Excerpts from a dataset
##########

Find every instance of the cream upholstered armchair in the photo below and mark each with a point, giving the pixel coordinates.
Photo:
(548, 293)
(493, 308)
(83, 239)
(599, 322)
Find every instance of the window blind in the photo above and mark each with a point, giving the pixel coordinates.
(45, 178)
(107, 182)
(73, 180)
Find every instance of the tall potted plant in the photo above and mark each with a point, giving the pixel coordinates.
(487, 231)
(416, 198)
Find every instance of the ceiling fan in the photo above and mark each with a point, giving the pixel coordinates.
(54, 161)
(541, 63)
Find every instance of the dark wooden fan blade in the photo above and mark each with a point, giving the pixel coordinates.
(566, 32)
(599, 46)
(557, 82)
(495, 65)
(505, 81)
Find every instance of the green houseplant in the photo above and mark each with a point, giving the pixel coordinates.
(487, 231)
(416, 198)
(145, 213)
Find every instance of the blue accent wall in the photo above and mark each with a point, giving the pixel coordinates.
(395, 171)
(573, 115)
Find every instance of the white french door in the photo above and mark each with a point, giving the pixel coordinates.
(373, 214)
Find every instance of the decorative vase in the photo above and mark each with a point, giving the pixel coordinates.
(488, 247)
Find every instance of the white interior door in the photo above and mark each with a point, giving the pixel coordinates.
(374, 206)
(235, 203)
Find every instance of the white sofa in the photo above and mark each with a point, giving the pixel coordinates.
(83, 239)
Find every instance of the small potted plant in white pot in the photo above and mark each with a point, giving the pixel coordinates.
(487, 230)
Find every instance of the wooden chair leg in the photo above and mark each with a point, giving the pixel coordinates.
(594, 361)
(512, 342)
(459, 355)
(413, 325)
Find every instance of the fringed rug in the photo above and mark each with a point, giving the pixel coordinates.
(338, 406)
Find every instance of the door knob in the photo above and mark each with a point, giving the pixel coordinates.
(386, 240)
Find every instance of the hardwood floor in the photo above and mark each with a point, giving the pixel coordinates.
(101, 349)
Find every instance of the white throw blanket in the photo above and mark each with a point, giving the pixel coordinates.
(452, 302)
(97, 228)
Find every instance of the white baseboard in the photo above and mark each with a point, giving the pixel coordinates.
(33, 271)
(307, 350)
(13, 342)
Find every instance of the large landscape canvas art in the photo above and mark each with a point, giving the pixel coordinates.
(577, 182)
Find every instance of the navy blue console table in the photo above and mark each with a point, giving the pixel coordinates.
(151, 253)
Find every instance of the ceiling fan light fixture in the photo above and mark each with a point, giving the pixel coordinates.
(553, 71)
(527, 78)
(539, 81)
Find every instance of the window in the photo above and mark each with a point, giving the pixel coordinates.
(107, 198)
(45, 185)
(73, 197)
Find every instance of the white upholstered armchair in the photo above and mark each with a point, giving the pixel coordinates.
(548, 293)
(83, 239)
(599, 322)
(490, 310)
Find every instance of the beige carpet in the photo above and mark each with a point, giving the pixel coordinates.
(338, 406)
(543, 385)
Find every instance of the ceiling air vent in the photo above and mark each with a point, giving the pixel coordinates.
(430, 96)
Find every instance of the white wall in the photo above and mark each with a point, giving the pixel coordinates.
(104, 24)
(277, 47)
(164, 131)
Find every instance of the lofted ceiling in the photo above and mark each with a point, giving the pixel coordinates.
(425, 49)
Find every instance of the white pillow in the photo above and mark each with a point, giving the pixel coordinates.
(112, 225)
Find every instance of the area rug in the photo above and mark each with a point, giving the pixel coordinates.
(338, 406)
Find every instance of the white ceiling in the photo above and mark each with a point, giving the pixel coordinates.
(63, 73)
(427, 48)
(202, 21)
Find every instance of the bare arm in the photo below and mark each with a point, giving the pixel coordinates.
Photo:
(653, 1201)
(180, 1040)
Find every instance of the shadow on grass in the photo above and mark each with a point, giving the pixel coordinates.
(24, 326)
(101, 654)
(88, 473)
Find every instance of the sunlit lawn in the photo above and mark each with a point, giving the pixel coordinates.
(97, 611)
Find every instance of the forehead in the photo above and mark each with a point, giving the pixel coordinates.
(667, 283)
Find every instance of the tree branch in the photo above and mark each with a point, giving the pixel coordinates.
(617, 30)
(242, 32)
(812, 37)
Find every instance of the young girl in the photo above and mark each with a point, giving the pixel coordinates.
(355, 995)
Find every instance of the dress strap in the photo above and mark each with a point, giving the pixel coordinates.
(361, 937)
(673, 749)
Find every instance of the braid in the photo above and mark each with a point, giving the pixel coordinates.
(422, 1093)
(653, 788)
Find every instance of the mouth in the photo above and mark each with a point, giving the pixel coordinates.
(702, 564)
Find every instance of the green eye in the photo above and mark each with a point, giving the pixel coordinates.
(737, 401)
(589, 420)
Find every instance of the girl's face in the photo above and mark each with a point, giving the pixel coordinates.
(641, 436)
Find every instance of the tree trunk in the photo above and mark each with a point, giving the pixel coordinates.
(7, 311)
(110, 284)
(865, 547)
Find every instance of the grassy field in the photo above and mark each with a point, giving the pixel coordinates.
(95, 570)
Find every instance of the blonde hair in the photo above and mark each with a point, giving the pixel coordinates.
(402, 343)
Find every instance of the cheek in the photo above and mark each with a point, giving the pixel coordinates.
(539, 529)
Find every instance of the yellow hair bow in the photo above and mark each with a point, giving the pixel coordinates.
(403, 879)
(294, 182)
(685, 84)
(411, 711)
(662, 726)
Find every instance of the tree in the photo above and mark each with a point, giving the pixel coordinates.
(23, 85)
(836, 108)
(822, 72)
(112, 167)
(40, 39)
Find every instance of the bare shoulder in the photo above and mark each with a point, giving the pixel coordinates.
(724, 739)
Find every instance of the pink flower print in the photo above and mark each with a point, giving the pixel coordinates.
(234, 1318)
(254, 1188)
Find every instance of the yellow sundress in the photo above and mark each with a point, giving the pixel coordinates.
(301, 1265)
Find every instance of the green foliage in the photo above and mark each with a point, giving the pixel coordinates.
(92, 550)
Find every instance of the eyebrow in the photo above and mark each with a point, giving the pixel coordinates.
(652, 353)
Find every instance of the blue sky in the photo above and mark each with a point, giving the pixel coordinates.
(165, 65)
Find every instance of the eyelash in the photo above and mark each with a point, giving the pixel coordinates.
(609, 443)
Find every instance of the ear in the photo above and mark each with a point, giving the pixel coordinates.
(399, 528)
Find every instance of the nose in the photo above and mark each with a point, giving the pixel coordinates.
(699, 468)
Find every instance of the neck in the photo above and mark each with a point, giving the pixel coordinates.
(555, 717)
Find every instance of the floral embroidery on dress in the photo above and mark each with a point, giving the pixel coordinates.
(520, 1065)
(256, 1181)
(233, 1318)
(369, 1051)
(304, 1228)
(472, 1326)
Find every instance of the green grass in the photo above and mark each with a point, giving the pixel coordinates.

##########

=== What is required ===
The required result is an identical copy of the records above.

=== Task solution ===
Find every instance of the cream upholstered armchair in the photo below and mark each with a point, giving the pixel coordinates.
Photo:
(548, 293)
(493, 308)
(83, 239)
(599, 322)
Find every instance of the window blind in the photo above and mark each with a point, giving the pixel coordinates.
(45, 178)
(107, 182)
(73, 180)
Find every instance of the tall potted plant in the photo above and mark each with a point, giving the pixel coordinates.
(487, 231)
(416, 198)
Find every instance of the ceiling fan in the photo above and mark each with a point, giving the pixel coordinates.
(54, 161)
(541, 63)
Find every instance of the dark wooden fan blade in the photo above and mark each with a point, giving the pixel coordinates.
(566, 32)
(599, 46)
(557, 82)
(495, 65)
(505, 81)
Find every instance of the green houseplant in the photo above and mark each with a point, giving the pixel coordinates.
(487, 231)
(416, 198)
(145, 213)
Find every instance of the blue accent wall in the photo above and mark each with a point, giving the pixel coordinates.
(395, 171)
(573, 115)
Find every instance of the white french door in the photo above and mark each with a point, giving the pixel coordinates.
(373, 214)
Find every instance of the decorative vase in the photo above and mark each with a point, giving the pixel coordinates.
(488, 247)
Find every instance of the white interior door in the photo above and mark each with a point, giving the pixel coordinates.
(374, 206)
(235, 203)
Find every instance of the white sofa in the photo above and mark each with a point, giving the pixel coordinates.
(83, 239)
Find every instance of the small potted plant in white pot in the photo above and mark each with a point, giving the pixel coordinates.
(487, 230)
Find every instance of the wooden chair leg in the photo above and mark each with a point, giving the pixel coordinates.
(594, 361)
(512, 342)
(459, 355)
(413, 325)
Find every instance of the fringed rug in the photo above and mark each with a point, giving the pixel coordinates.
(338, 406)
Find every instance of the door knob in the photo above and mark each with a point, giving the pixel coordinates.
(386, 240)
Find every instance of the hardwood floor in the photo above and mark each with a point, giving the pixel coordinates.
(101, 349)
Find every instance of the white throw blanket in the photo above and mark each with a point, giving the pixel coordinates.
(452, 302)
(97, 228)
Find every instance of the white baseboard in the photo above and mark each with a point, giving the pixel coordinates.
(33, 271)
(307, 350)
(13, 342)
Find every instance of the large landscape canvas art in the photo above and mark each with a point, giving the pixel coordinates.
(577, 182)
Find every instance of the navy blue console table in the photo above and mark each with a point, giving the pixel coordinates.
(151, 253)
Find every instance of the ceiling fan light fixture in the photo above and mark each with a point, giving the pixel coordinates.
(553, 71)
(527, 78)
(539, 81)
Find every instance of the window in the photo above and mark each with a point, giving the pixel coordinates.
(107, 198)
(45, 185)
(73, 197)
Find every instance of the white upholstered armchair in the photo above and mark each with a point, giving the pixel coordinates.
(548, 293)
(83, 239)
(599, 322)
(490, 310)
Find every instance of the beige carpet in the photo above and mark each with a point, giving the pixel coordinates.
(338, 406)
(543, 385)
Find every instance of the ceiling air vent in the photo above and mark each with a point, giving the pixel coordinates.
(430, 96)
Find every instance of the white wall in the photo above and mark each with a point, giving the pixel coordinates.
(104, 24)
(277, 47)
(164, 131)
Find every instance of the lofted ceiling in the photo above and mark each with a point, giving the pixel coordinates.
(425, 49)
Find every instance of the white pillow in the photo above and mark each with a point, giving the pixel coordinates.
(112, 225)
Find every instance of the area rug in the photo above and mark each with a point, giving the pixel coordinates.
(338, 406)
Find every instance of the white ceiling in the photo above and mark each with a point, giving the pixel coordinates.
(63, 73)
(427, 48)
(202, 21)
Find every instance of the bare arm in the photo below and mark each with a point, giving the pixel coordinates.
Photo:
(653, 1201)
(180, 1040)
Find every instance of the shadow on grass in the photo above and mark each with a point, giving the pixel coordinates.
(24, 326)
(101, 654)
(88, 473)
Find every instance of the sunlit lawn in the photo above and mark each with a point, giving the pixel coordinates.
(97, 611)
Find every instance of the forehead in the photo above and mark each with a point, giving the pixel coordinates.
(667, 283)
Find every instance of the tree branch in the photo above and mark each with a point, giving the pixel coordinates.
(617, 30)
(242, 32)
(812, 37)
Find every instance of the young girl in the photo above and mark each with a point, giving the pixel coordinates.
(355, 995)
Find every instance of the dress strap in the photo above and mark each with a point, giving the pixel coordinates.
(361, 937)
(673, 749)
Find every instance of the braid in the photo above and mark each with a point, giving the pixel coordinates.
(422, 1093)
(653, 788)
Find every instance of the mouth in the photo above and mark each with a point, giving the pixel coordinates.
(702, 564)
Find every instance of the green eye in the photo above and mark each with a point, giving the pixel coordinates.
(737, 401)
(589, 420)
Find every instance of the girl's face in the photo above and mark each with a point, giving the pixel coordinates.
(641, 436)
Find every instance of the tree trunk in the photo above and mark each with a point, giving the pixel coordinates.
(7, 311)
(110, 284)
(865, 547)
Find every instance of the grassy field in the photo above and mark each with a point, giving the pixel coordinates.
(95, 570)
Find every instance of the blonde hair in the photo above and mark each with a point, giving the pixel coordinates.
(402, 343)
Find every instance of the cheek in the photo above and mark each with a point, giving the pixel coordinates.
(539, 529)
Find every instance of the yellow hair bow in the photo above and mark each with a point, giving the pixel coordinates.
(403, 879)
(294, 182)
(685, 84)
(411, 711)
(662, 726)
Find every instance of the tree in the photo above and mark each with a point, giving the pixel coordinates.
(23, 85)
(836, 108)
(822, 72)
(112, 167)
(40, 39)
Find every instance of the bare shoulder in the photo above and mark each with a point, giving the pixel coordinates.
(724, 739)
Find every instance of the pink flower print in the photo above and mark each with a point, giving the pixel coordinates.
(234, 1318)
(254, 1188)
Find every instance of the yellow sundress in the photo above and mark each with a point, giving the pixel coordinates.
(301, 1265)
Find every instance of the green foliage in the photo above and mark each with a point, giving the pixel coordinates.
(92, 550)
Find every instance of the eyebrow in the photo above and mark each with a point, giving the pixel coordinates.
(652, 353)
Find every instance of the blue sky in the photo above and mark each with a point, giving the pixel coordinates.
(165, 65)
Find every instance of the eyelash in the photo above and mark each with a point, giving the pixel coordinates.
(609, 443)
Find every instance of the ear in the photo above and mark each with a point, giving the pixel coordinates.
(399, 528)
Find every instance of the nose in the photo above and mark each with a point, giving the pixel coordinates.
(699, 468)
Find every instance of the neck in the photo above and mark each with a point, giving the pixel coordinates.
(555, 717)
Find every instance of the floral embroidery on dress in the photo above and mark each with a point, giving the pixel coordinates.
(520, 1065)
(256, 1181)
(233, 1318)
(369, 1051)
(304, 1228)
(472, 1326)
Find every instance of the green grass in the photo above and mark each with a point, giving the pixel coordinates.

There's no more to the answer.